WHAT THE TASK ASKS: This exercise calls for a copy of every line in the listing below that carries the word "window".
┄┄┄┄┄┄
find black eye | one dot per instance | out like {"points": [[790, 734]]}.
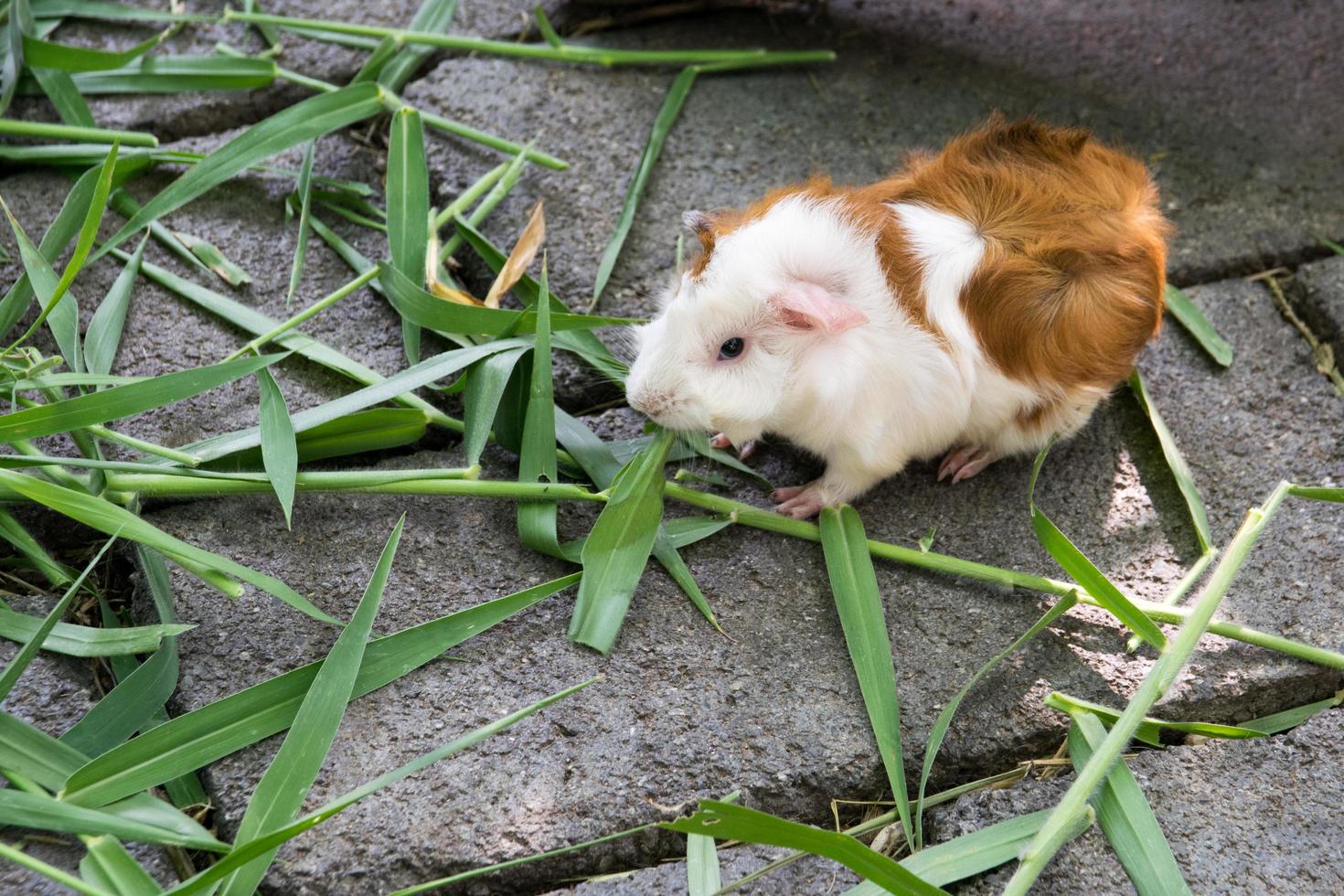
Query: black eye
{"points": [[731, 348]]}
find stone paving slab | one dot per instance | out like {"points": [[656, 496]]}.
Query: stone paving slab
{"points": [[1238, 192], [1243, 817], [686, 713]]}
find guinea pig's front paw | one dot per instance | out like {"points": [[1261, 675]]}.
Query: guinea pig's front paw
{"points": [[800, 501]]}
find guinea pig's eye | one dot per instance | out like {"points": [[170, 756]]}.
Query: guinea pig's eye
{"points": [[731, 348]]}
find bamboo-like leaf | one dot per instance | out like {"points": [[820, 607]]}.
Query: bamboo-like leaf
{"points": [[27, 652], [408, 209], [65, 96], [303, 121], [1126, 818], [429, 311], [1149, 730], [944, 720], [83, 641], [283, 786], [520, 258], [205, 881], [1187, 312], [305, 211], [433, 15], [484, 389], [638, 180], [725, 821], [279, 450], [125, 400], [109, 318], [45, 813], [859, 603], [1176, 464], [231, 723], [1083, 570], [111, 518]]}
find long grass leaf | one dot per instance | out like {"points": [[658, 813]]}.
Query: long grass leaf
{"points": [[859, 604], [279, 450], [283, 786], [940, 727], [111, 518], [27, 652], [305, 209], [109, 318], [238, 720], [661, 128], [240, 853], [725, 821], [1176, 464], [125, 400], [1083, 570], [1192, 318], [303, 121], [408, 208], [1126, 818], [618, 547]]}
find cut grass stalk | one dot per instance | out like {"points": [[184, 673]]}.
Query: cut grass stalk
{"points": [[565, 53], [1072, 809]]}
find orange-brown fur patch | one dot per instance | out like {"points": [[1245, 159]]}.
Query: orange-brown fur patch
{"points": [[1072, 283]]}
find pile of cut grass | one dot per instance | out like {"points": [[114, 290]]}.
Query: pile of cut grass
{"points": [[128, 772]]}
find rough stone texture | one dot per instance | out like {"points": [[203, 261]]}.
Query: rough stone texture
{"points": [[808, 876], [1243, 817]]}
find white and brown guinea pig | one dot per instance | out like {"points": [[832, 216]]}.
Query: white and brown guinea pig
{"points": [[975, 304]]}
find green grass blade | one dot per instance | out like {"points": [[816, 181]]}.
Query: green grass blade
{"points": [[618, 547], [109, 865], [1176, 464], [45, 813], [1187, 312], [859, 603], [300, 123], [537, 461], [1149, 729], [283, 786], [238, 720], [65, 96], [111, 518], [661, 126], [279, 450], [484, 389], [429, 311], [1126, 818], [23, 541], [944, 720], [305, 209], [726, 821], [408, 208], [125, 400], [428, 371], [1083, 570], [433, 15], [85, 641], [245, 852], [109, 318], [27, 652]]}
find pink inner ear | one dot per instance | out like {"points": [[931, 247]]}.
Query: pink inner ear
{"points": [[811, 306]]}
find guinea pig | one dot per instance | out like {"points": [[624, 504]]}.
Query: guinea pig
{"points": [[976, 304]]}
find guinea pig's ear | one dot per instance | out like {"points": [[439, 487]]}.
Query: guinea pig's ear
{"points": [[806, 306]]}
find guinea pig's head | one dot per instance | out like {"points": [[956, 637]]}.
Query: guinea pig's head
{"points": [[726, 351]]}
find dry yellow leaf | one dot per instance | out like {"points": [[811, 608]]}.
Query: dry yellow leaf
{"points": [[525, 251]]}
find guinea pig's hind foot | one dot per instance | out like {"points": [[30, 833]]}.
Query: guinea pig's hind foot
{"points": [[965, 461]]}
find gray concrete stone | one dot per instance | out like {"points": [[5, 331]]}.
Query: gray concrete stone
{"points": [[1243, 817], [909, 76], [808, 876]]}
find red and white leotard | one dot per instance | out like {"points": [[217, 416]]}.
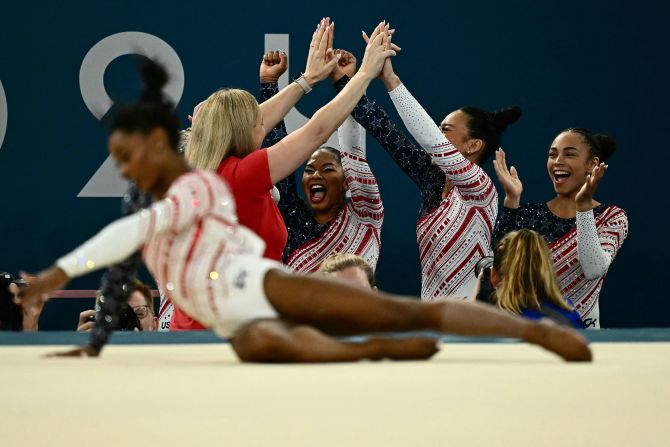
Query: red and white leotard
{"points": [[456, 234], [202, 259]]}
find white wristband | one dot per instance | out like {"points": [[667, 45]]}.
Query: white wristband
{"points": [[302, 82]]}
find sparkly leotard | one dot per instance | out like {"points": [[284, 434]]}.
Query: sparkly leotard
{"points": [[582, 248], [453, 232], [356, 229]]}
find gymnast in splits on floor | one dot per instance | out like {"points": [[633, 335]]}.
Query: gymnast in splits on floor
{"points": [[212, 267]]}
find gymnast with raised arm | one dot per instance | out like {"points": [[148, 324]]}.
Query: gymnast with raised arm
{"points": [[212, 267], [583, 235], [226, 137], [459, 202], [325, 223]]}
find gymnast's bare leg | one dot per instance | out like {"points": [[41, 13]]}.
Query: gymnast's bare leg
{"points": [[334, 308]]}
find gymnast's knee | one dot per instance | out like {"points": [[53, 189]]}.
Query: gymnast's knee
{"points": [[261, 341]]}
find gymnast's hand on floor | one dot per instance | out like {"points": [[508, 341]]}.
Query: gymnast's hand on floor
{"points": [[273, 65], [83, 351], [39, 287]]}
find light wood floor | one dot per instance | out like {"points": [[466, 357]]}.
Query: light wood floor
{"points": [[469, 394]]}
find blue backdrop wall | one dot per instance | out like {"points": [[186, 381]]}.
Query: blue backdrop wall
{"points": [[599, 65]]}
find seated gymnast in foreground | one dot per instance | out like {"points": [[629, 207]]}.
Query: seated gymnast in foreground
{"points": [[212, 267], [524, 281]]}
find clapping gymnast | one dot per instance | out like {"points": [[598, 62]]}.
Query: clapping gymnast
{"points": [[325, 223], [459, 202], [583, 235], [212, 267]]}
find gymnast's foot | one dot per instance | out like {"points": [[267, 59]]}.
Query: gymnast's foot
{"points": [[565, 342]]}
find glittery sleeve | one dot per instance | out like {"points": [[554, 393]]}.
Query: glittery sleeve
{"points": [[414, 162], [507, 221], [268, 90], [597, 246], [470, 179], [365, 199], [292, 207]]}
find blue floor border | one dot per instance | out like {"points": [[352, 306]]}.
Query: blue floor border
{"points": [[645, 335]]}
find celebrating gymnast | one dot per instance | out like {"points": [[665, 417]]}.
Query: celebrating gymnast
{"points": [[325, 223], [583, 235], [212, 267], [459, 202]]}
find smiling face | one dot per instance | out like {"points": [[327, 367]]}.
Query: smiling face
{"points": [[323, 182], [569, 162], [455, 129]]}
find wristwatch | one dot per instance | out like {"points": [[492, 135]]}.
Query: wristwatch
{"points": [[302, 82]]}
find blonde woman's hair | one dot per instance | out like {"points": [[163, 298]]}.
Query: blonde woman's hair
{"points": [[341, 261], [527, 273], [223, 128]]}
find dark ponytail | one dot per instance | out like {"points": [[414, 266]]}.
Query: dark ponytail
{"points": [[153, 110], [489, 126], [600, 145]]}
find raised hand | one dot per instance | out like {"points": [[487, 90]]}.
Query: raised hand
{"points": [[320, 60], [39, 288], [387, 75], [273, 65], [509, 179], [376, 52], [584, 197], [345, 66]]}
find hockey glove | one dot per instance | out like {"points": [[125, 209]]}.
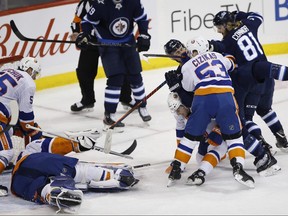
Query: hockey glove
{"points": [[143, 42], [63, 194], [215, 138], [85, 143], [82, 40], [35, 134], [3, 191], [173, 79]]}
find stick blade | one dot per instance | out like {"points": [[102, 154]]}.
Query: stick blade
{"points": [[131, 148], [108, 141], [16, 31]]}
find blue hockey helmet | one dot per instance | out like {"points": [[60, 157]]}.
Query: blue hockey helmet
{"points": [[223, 17], [172, 46]]}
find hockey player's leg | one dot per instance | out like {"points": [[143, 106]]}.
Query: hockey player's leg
{"points": [[182, 156], [263, 156], [210, 160], [266, 165], [3, 191], [240, 175], [236, 154]]}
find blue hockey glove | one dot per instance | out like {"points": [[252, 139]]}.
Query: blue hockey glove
{"points": [[143, 42], [173, 79], [82, 40]]}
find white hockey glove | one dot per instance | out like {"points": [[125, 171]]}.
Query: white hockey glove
{"points": [[63, 194], [85, 143], [3, 191], [123, 179], [93, 133]]}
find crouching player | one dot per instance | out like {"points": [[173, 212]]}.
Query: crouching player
{"points": [[210, 151], [43, 174]]}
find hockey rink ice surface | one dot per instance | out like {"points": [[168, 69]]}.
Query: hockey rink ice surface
{"points": [[220, 194]]}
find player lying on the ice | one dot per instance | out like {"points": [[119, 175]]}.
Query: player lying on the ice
{"points": [[43, 174]]}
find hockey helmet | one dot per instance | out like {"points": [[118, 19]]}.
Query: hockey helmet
{"points": [[29, 62], [172, 46], [199, 44], [223, 17]]}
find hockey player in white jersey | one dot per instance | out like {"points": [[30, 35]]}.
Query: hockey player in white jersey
{"points": [[17, 84], [211, 150], [43, 174], [206, 73]]}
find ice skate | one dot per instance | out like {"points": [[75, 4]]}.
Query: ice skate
{"points": [[197, 178], [77, 107], [240, 175], [144, 114], [282, 142], [266, 165], [127, 106], [109, 119], [175, 173], [3, 191]]}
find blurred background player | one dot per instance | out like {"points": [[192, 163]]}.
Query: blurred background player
{"points": [[206, 74], [113, 21], [43, 174], [17, 84], [87, 68]]}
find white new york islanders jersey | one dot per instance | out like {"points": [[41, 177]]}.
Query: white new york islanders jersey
{"points": [[208, 74], [17, 85]]}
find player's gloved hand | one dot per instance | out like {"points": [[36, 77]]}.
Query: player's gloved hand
{"points": [[215, 138], [82, 40], [173, 79], [234, 15], [35, 134], [143, 42], [85, 143], [211, 46]]}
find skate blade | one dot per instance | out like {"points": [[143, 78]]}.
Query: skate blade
{"points": [[115, 129], [83, 110], [285, 150], [197, 182], [273, 170], [248, 183], [171, 182]]}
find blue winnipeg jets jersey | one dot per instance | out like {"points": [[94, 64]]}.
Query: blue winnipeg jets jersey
{"points": [[114, 22], [243, 42]]}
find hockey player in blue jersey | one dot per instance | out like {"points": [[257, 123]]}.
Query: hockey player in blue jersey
{"points": [[176, 48], [43, 174], [206, 74], [113, 21], [240, 39]]}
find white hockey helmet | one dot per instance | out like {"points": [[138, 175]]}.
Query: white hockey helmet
{"points": [[199, 44], [174, 101], [29, 62]]}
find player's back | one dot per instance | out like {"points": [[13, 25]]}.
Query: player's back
{"points": [[207, 74], [16, 85], [243, 43]]}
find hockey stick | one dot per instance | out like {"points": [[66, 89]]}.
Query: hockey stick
{"points": [[23, 38], [162, 55], [98, 148], [108, 139], [123, 164], [14, 109], [8, 59]]}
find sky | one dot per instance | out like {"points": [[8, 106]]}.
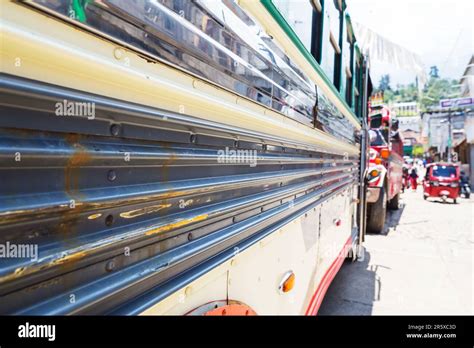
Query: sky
{"points": [[440, 31]]}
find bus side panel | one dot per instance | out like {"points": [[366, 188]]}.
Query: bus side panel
{"points": [[255, 276]]}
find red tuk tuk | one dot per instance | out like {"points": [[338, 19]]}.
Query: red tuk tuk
{"points": [[441, 180]]}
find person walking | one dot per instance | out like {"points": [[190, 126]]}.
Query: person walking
{"points": [[413, 178]]}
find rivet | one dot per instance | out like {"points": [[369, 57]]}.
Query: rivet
{"points": [[115, 130], [109, 220], [118, 53], [110, 266], [111, 175]]}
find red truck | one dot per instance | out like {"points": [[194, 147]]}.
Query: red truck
{"points": [[384, 175]]}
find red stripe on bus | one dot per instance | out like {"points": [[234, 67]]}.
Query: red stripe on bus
{"points": [[331, 272]]}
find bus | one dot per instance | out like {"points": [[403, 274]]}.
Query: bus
{"points": [[179, 157]]}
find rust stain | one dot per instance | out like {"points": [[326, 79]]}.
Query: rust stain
{"points": [[94, 216], [69, 258], [147, 210], [174, 225]]}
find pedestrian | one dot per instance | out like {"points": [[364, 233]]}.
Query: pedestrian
{"points": [[413, 178]]}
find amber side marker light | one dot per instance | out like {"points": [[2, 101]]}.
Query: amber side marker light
{"points": [[287, 283], [373, 173], [385, 153]]}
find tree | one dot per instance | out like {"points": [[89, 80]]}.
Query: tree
{"points": [[384, 84], [434, 72]]}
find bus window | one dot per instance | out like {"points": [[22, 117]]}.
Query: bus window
┄┄┄┄┄┄
EXERCISE RESULT:
find bus window | one dot per instance | out like {"points": [[22, 117]]}.
Query: bus window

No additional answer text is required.